> Work request
Transcribe word for word the lines below from the line with "x=96, y=165" through the line with "x=109, y=207", ends included.

[Point localization data]
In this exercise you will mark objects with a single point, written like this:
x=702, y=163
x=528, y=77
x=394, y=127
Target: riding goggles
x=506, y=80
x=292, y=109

==

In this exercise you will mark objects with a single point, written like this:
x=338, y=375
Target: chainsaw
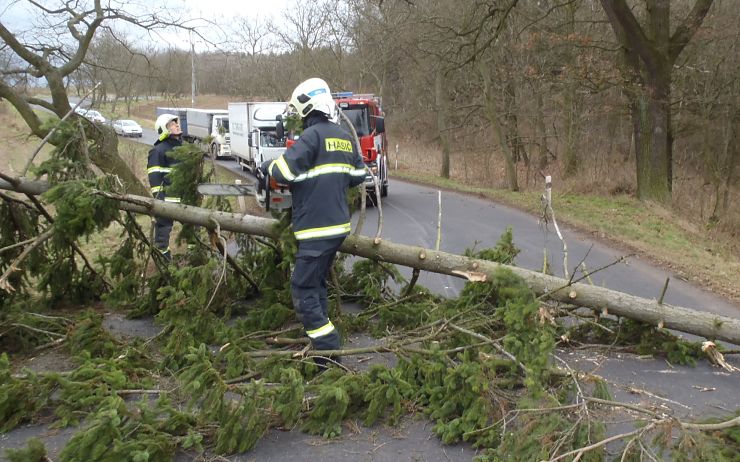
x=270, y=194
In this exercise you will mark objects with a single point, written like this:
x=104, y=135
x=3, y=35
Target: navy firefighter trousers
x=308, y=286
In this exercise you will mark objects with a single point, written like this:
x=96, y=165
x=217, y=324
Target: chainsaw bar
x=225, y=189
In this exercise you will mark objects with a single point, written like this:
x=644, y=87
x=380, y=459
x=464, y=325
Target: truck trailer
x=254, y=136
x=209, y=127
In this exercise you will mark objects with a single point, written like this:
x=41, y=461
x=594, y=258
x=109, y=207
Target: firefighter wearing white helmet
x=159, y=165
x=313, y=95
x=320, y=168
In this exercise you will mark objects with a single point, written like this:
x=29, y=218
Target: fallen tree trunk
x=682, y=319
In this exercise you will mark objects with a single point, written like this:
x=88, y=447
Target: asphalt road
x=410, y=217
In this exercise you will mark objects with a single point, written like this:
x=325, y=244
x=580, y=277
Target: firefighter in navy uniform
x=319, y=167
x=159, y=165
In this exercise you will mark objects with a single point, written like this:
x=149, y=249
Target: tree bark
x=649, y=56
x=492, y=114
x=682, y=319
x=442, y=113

> Task answer
x=96, y=165
x=217, y=324
Target: chainsaw bar
x=225, y=189
In this exercise you will mark objects with a single point, written like this:
x=644, y=87
x=380, y=459
x=464, y=325
Target: truck trailer
x=254, y=136
x=209, y=127
In this exercise you will mark objects with a single point, written like this:
x=41, y=461
x=594, y=258
x=109, y=207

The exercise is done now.